DATASET EXTRACT
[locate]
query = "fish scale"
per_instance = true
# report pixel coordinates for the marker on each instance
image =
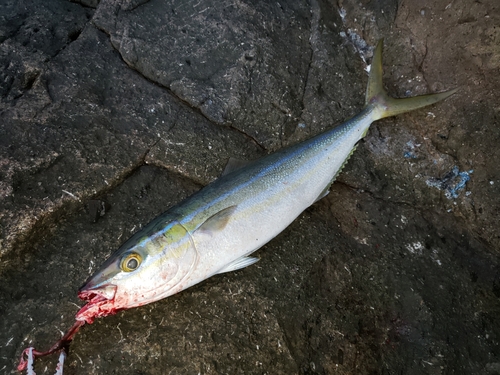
(216, 229)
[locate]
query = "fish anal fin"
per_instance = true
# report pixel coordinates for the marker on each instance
(234, 164)
(239, 264)
(217, 221)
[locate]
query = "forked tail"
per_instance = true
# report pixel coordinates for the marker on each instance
(386, 106)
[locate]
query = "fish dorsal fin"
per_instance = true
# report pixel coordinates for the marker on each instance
(234, 164)
(239, 264)
(217, 221)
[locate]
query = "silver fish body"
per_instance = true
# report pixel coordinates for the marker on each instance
(216, 229)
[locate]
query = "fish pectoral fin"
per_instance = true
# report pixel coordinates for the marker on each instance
(217, 221)
(239, 264)
(234, 164)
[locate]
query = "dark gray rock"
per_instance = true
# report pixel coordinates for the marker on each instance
(140, 103)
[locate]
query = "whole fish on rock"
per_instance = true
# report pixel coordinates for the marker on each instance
(216, 229)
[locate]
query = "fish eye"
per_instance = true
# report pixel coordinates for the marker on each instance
(131, 262)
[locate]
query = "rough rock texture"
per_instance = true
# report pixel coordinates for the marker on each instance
(123, 108)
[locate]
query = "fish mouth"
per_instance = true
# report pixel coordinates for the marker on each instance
(100, 302)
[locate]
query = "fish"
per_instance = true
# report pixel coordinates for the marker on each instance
(216, 229)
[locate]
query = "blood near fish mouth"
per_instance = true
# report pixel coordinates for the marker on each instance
(100, 302)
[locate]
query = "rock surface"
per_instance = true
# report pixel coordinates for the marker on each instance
(112, 111)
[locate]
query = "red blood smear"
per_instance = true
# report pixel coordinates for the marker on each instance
(59, 345)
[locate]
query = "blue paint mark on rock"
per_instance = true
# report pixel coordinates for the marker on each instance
(452, 183)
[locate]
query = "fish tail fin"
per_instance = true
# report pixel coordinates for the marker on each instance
(386, 106)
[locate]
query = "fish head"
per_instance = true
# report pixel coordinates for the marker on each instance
(151, 265)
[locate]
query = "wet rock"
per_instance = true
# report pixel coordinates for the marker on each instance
(141, 103)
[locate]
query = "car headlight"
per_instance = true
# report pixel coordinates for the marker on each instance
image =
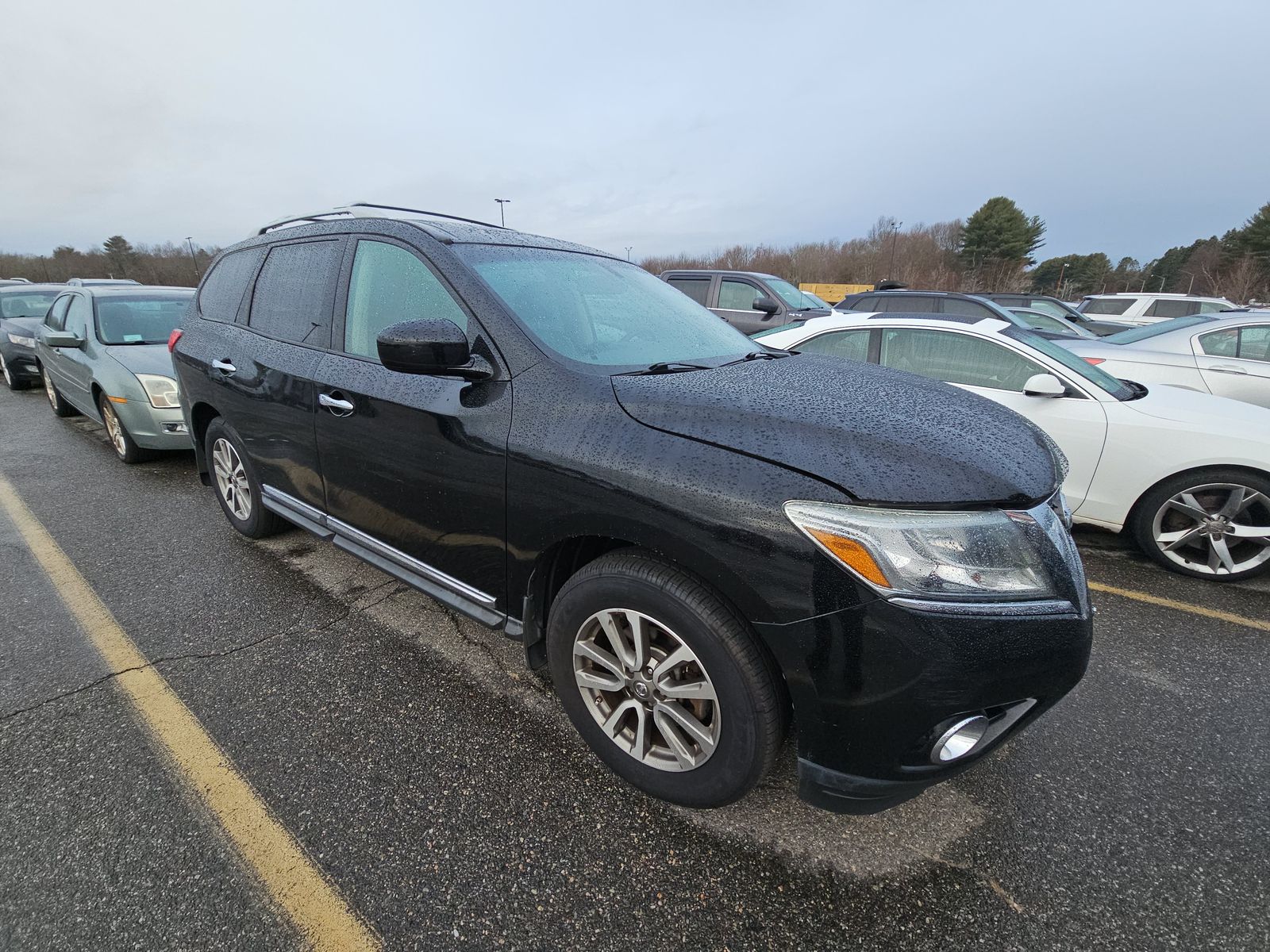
(162, 391)
(984, 554)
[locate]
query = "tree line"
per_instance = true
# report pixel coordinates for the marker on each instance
(994, 251)
(171, 263)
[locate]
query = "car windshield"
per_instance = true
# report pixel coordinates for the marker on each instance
(602, 313)
(25, 304)
(1076, 365)
(1155, 330)
(791, 295)
(140, 319)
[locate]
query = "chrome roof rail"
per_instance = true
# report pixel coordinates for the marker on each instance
(365, 209)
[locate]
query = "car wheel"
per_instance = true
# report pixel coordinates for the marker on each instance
(1210, 524)
(125, 447)
(238, 490)
(56, 400)
(664, 681)
(10, 381)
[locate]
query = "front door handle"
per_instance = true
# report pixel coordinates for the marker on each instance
(337, 405)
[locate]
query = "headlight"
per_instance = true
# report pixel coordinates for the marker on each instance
(982, 554)
(162, 390)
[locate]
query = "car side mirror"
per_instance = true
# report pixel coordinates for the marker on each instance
(435, 346)
(63, 338)
(1045, 385)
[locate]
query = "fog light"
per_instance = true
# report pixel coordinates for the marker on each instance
(959, 740)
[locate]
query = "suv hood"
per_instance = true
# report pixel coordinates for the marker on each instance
(880, 436)
(144, 359)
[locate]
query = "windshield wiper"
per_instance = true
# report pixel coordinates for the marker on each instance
(666, 367)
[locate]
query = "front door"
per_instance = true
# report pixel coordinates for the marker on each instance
(416, 463)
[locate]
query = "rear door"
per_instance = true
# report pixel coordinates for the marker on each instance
(1235, 362)
(1076, 423)
(414, 463)
(736, 302)
(264, 374)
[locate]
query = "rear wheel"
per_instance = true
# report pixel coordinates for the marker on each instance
(238, 490)
(56, 400)
(125, 447)
(664, 681)
(1210, 524)
(10, 378)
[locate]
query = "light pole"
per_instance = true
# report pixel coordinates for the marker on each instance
(190, 241)
(895, 238)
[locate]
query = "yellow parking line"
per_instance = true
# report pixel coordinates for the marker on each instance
(1183, 606)
(289, 875)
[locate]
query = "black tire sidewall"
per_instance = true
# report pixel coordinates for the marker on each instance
(736, 765)
(260, 522)
(1145, 514)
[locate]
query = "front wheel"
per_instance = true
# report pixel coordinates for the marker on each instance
(664, 681)
(1208, 524)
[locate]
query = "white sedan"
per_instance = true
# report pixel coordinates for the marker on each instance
(1187, 474)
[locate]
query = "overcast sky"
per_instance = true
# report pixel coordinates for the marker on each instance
(1128, 127)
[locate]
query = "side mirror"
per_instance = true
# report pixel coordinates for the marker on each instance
(1045, 385)
(435, 346)
(63, 338)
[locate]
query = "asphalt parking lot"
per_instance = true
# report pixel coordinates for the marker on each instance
(437, 793)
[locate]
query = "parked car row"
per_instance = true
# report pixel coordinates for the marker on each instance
(700, 536)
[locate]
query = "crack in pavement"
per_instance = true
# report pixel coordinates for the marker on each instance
(209, 655)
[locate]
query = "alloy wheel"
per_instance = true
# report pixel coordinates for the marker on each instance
(1218, 528)
(232, 480)
(647, 689)
(114, 429)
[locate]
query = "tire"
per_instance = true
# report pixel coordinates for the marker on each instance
(1199, 524)
(125, 447)
(10, 378)
(745, 721)
(61, 408)
(237, 486)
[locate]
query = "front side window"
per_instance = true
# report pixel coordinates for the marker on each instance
(1105, 305)
(56, 317)
(389, 285)
(222, 290)
(140, 319)
(31, 304)
(292, 298)
(850, 344)
(600, 311)
(696, 289)
(956, 359)
(737, 295)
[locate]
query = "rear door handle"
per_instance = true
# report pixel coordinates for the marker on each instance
(338, 406)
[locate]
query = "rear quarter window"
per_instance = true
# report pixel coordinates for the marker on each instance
(221, 292)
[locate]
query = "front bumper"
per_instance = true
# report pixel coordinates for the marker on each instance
(154, 428)
(874, 689)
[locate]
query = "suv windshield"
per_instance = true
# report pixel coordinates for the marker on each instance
(1153, 330)
(1076, 365)
(140, 321)
(602, 313)
(25, 304)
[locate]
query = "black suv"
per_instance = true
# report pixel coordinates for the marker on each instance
(700, 536)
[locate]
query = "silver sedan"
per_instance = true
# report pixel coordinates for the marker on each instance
(1225, 353)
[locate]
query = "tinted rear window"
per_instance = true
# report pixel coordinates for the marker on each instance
(221, 292)
(292, 296)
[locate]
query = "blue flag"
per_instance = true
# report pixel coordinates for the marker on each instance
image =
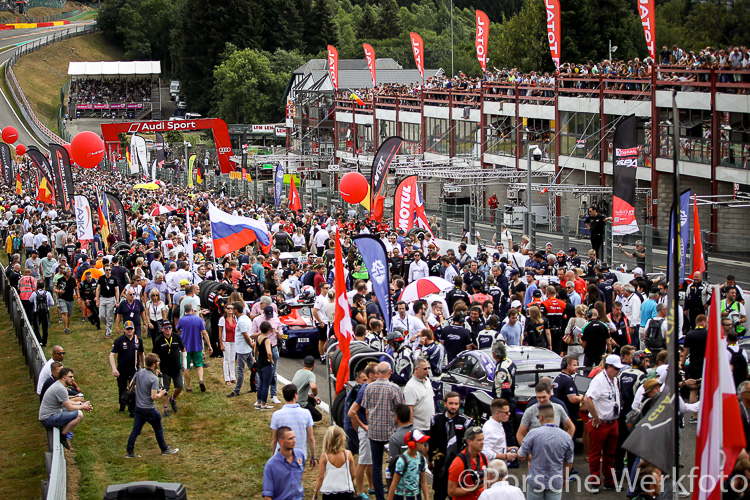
(278, 184)
(684, 231)
(376, 261)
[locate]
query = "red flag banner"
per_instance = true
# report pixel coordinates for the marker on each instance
(342, 320)
(553, 29)
(333, 66)
(482, 38)
(646, 11)
(370, 57)
(405, 204)
(417, 46)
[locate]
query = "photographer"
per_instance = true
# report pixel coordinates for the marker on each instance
(466, 473)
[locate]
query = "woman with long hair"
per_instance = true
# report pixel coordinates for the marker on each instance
(336, 471)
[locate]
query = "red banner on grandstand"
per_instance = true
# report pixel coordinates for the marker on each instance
(648, 20)
(370, 57)
(482, 38)
(417, 46)
(405, 204)
(333, 66)
(553, 29)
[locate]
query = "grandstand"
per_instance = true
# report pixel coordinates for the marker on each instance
(114, 89)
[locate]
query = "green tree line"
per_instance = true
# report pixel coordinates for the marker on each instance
(234, 58)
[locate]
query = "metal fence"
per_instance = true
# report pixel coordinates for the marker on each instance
(37, 127)
(55, 487)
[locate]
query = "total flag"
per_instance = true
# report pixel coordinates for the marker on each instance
(342, 320)
(721, 435)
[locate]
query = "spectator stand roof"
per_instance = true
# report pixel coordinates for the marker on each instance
(114, 68)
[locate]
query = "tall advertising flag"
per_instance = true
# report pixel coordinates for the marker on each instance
(333, 66)
(646, 12)
(63, 176)
(482, 38)
(342, 320)
(375, 258)
(383, 158)
(405, 204)
(84, 218)
(417, 46)
(370, 58)
(623, 190)
(278, 184)
(553, 29)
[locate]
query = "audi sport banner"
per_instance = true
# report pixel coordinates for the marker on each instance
(333, 66)
(553, 29)
(117, 219)
(623, 190)
(84, 218)
(63, 176)
(646, 11)
(482, 38)
(370, 57)
(380, 164)
(405, 204)
(417, 46)
(375, 258)
(6, 164)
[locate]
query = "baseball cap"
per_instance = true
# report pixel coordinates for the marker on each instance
(614, 360)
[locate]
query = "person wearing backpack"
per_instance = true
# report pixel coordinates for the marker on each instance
(41, 300)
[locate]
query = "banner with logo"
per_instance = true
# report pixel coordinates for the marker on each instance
(623, 185)
(553, 29)
(63, 176)
(405, 204)
(370, 58)
(482, 38)
(375, 259)
(84, 218)
(417, 46)
(333, 66)
(648, 20)
(380, 164)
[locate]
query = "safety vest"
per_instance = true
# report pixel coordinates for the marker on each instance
(26, 286)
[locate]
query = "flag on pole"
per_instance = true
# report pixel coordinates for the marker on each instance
(721, 436)
(342, 322)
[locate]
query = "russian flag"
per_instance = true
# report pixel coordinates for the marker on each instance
(232, 232)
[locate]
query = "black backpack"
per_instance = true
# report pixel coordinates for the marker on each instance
(654, 337)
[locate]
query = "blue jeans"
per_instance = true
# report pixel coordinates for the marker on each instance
(153, 417)
(274, 383)
(265, 375)
(377, 448)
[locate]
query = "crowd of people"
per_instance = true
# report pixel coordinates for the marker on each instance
(147, 298)
(109, 90)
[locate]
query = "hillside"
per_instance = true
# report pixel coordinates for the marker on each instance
(42, 73)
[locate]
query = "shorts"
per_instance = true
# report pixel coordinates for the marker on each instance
(60, 419)
(66, 306)
(195, 359)
(365, 456)
(166, 381)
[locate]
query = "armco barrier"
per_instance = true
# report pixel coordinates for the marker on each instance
(38, 128)
(55, 488)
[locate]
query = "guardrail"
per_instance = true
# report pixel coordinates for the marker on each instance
(38, 128)
(55, 487)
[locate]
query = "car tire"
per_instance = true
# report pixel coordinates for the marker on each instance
(338, 408)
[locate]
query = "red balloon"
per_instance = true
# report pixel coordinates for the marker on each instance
(10, 135)
(87, 149)
(353, 187)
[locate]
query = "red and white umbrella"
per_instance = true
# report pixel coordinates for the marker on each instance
(162, 210)
(424, 287)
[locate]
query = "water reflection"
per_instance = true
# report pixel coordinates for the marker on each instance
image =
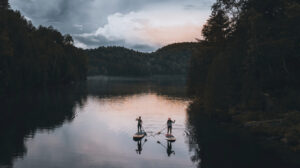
(93, 127)
(140, 145)
(215, 146)
(25, 113)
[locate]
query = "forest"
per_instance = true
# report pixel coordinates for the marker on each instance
(246, 69)
(172, 59)
(36, 57)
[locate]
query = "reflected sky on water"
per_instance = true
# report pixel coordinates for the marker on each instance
(100, 135)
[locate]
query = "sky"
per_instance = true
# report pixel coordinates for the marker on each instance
(143, 25)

WHAT YOU HAVE TO DO
Every line above carrying the word "banner" needs to be shown.

EXERCISE SOLUTION
query = "red flag banner"
query = "red banner on grandstand"
query = "audi sport banner"
query = "banner with logo"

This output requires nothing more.